___ Document text
Memorial jazz concert honors Savannah music icon Ben Tucker | Do Savannah, arts and entertainment news for the Creative Coast


 
http://www.dosavannah.com/article/mon-05292017-1827/memorial-jazz-concert-honors-savannah-music-icon-ben-tucker
 
Memorial jazz concert honors Savannah music icon Ben Tucker
29 May 2017

linda.sickler@savannahnow.com
 

 
 
Every year on June 4, a jazz concert is held in memory of the iconic jazz musician Ben Tucker.
This will be the fourth annual concert honoring Tucker. Set for Wright Square, in case of rain the show moves to Lutheran Church of the Ascension.
 
 
“We’re bringing in musicians who played with Ben over the years,” says jazz trombonist Teddy Adams, a close friend of Tucker’s. “We have a pretty decent lineup of Savannah’s best musicians.”
______
___ Entries shown
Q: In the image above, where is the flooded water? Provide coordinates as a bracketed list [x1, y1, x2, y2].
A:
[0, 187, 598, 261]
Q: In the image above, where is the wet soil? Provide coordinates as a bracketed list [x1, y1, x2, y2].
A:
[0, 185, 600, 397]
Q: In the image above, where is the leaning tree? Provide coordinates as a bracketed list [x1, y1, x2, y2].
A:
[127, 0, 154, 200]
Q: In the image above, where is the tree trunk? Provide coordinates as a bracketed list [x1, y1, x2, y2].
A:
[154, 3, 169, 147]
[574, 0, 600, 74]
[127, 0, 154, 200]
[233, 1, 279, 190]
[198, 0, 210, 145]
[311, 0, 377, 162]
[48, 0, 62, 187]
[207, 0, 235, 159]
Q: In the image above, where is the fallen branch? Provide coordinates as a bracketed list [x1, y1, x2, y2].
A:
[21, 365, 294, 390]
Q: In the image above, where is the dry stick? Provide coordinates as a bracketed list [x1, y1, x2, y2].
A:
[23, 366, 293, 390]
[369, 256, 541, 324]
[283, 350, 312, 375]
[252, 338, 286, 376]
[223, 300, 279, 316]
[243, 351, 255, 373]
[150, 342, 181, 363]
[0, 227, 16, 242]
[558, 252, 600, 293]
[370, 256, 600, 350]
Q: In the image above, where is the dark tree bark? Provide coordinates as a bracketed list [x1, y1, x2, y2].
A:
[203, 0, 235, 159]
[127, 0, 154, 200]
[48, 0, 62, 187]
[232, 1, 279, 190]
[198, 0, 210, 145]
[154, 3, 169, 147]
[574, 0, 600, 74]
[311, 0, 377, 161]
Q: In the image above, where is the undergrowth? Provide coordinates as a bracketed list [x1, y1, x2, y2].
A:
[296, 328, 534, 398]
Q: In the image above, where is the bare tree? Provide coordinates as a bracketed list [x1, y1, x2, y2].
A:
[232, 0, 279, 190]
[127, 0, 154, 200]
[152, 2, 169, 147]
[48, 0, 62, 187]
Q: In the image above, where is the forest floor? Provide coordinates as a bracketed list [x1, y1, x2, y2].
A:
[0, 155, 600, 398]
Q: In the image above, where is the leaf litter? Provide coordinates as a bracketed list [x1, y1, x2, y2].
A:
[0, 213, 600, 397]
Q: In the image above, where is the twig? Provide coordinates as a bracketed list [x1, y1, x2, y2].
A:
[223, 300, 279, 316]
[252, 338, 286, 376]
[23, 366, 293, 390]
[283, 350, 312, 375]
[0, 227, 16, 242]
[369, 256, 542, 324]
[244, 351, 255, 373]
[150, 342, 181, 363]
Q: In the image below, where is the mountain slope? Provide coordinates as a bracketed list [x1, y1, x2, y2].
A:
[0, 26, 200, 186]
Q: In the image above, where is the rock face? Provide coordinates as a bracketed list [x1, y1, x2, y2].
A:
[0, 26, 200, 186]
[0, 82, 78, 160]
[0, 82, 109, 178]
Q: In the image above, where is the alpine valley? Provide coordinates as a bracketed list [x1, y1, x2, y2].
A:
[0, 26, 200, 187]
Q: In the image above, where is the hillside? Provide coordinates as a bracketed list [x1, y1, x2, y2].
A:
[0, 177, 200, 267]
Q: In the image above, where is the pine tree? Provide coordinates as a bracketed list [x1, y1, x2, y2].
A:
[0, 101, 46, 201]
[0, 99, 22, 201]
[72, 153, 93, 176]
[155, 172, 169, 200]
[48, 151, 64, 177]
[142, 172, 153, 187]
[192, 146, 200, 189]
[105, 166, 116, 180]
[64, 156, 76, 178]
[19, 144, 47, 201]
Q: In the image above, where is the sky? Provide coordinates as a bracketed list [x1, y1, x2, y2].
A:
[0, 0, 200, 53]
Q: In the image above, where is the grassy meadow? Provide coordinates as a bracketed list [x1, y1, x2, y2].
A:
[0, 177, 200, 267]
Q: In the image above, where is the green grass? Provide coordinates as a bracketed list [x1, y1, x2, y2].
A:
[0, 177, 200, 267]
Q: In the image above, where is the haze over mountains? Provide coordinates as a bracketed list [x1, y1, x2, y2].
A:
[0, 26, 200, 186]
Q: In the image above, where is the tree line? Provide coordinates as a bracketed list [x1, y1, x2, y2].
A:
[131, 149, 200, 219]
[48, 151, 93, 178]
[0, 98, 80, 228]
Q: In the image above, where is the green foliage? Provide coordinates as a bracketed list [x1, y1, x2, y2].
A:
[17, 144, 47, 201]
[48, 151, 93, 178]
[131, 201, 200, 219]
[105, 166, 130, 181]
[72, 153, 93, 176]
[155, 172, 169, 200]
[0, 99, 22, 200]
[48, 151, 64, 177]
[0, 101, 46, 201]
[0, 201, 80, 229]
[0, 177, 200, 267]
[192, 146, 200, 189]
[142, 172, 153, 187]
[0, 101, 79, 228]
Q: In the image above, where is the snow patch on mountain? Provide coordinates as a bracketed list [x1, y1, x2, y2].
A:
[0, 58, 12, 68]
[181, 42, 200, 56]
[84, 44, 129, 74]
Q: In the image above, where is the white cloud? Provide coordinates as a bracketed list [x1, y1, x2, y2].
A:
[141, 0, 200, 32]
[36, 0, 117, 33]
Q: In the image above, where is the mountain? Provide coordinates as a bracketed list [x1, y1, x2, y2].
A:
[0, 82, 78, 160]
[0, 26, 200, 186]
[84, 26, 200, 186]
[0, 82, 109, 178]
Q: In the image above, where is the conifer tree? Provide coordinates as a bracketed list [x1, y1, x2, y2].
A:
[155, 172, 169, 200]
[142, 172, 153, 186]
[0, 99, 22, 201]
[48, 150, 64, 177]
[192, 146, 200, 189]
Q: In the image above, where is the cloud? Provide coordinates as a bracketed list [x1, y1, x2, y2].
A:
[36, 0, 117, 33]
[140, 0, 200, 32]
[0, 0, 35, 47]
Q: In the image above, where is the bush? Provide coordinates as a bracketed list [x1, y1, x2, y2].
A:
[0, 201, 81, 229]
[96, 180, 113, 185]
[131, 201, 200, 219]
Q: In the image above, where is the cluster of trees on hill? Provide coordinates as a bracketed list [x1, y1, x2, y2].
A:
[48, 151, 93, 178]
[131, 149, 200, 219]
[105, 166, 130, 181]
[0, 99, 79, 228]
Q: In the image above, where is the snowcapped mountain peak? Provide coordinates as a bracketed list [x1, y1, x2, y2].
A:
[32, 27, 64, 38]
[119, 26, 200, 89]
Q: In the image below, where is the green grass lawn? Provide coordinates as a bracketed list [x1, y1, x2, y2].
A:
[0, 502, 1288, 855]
______
___ Entries shown
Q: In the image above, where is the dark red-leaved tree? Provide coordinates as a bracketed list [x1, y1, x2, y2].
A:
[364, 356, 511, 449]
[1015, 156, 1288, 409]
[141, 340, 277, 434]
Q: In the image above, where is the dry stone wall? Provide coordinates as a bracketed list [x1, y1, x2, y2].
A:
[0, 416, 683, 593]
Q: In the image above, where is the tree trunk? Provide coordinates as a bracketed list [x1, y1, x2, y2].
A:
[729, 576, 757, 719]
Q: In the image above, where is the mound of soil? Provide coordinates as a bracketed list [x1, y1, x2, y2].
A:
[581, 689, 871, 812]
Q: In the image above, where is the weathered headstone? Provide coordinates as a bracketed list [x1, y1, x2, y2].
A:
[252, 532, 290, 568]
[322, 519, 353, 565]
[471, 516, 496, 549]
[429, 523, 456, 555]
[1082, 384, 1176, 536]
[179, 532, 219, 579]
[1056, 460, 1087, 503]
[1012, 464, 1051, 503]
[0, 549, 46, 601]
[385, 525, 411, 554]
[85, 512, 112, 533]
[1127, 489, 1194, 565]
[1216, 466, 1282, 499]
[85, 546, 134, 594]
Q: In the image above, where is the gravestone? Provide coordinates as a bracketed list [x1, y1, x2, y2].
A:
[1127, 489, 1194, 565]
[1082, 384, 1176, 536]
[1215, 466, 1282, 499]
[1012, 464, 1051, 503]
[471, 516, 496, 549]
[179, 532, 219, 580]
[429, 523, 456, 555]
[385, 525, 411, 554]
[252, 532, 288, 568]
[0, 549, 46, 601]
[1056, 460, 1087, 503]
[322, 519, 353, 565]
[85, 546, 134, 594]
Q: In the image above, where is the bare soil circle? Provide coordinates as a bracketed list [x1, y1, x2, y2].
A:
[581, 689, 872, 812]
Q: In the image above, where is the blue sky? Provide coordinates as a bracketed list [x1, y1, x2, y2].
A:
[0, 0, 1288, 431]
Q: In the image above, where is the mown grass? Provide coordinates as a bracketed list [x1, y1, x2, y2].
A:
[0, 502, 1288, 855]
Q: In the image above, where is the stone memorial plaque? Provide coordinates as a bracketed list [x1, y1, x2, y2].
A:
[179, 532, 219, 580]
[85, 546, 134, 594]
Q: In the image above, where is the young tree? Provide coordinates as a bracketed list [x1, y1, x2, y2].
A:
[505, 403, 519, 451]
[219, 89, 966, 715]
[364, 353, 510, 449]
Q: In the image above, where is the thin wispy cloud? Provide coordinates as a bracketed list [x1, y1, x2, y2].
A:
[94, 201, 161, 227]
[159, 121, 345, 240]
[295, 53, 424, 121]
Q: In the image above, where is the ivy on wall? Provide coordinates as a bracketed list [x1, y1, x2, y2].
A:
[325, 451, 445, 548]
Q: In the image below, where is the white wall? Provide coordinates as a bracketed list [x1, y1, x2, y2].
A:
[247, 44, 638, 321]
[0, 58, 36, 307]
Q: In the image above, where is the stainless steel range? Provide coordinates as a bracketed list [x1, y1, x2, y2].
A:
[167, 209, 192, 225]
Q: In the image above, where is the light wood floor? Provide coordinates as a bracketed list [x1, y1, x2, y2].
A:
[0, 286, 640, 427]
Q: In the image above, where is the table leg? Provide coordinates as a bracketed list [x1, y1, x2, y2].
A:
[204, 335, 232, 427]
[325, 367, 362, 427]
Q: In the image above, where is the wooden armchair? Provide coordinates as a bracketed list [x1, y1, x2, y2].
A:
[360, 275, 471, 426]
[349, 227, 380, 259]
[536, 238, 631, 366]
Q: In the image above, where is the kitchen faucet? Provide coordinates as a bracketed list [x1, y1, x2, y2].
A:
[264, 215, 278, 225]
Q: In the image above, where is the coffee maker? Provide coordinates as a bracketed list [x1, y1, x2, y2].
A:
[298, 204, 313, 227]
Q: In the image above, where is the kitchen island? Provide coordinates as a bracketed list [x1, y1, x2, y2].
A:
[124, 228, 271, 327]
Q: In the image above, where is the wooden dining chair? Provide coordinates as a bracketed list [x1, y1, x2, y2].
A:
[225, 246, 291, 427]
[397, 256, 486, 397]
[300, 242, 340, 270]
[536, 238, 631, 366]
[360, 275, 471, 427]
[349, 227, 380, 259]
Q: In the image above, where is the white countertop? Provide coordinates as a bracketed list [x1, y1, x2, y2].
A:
______
> **Work to complete**
**A)** For each statement below, decide whether it agrees with the Ben Tucker concert article. Answer yes or no and quote the deciding words. (i) The concert takes place every year on June 4. (ii) This year's event is the third annual concert honoring Tucker. (iii) In case of rain, the show moves to Lutheran Church of the Ascension.
**B)** Using the Ben Tucker concert article, answer each question.
(i) Where is the concert set to take place?
(ii) What instrument does Teddy Adams play?
(iii) According to Adams, who is being brought in to perform?
**C)** Reproduce the passage of the Ben Tucker concert article between "linda.sickler@savannahnow.com" and "of the Ascension.", inclusive.

> **Results by task**
**A)**
(i) Yes: "Every year on June 4, a jazz concert is held in memory of the iconic jazz musician Ben Tucker."
(ii) No: "This will be the fourth annual concert honoring Tucker."
(iii) Yes: "in case of rain the show moves to Lutheran Church of the Ascension."

**B)**
(i) Wright Square.
(ii) Trombone.
(iii) Musicians who played with Ben over the years.

**C)**
linda.sickler@savannahnow.com
 

 
 
Every year on June 4, a jazz concert is held in memory of the iconic jazz musician Ben Tucker.
This will be the fourth annual concert honoring Tucker. Set for Wright Square, in case of rain the show moves to Lutheran Church of the Ascension.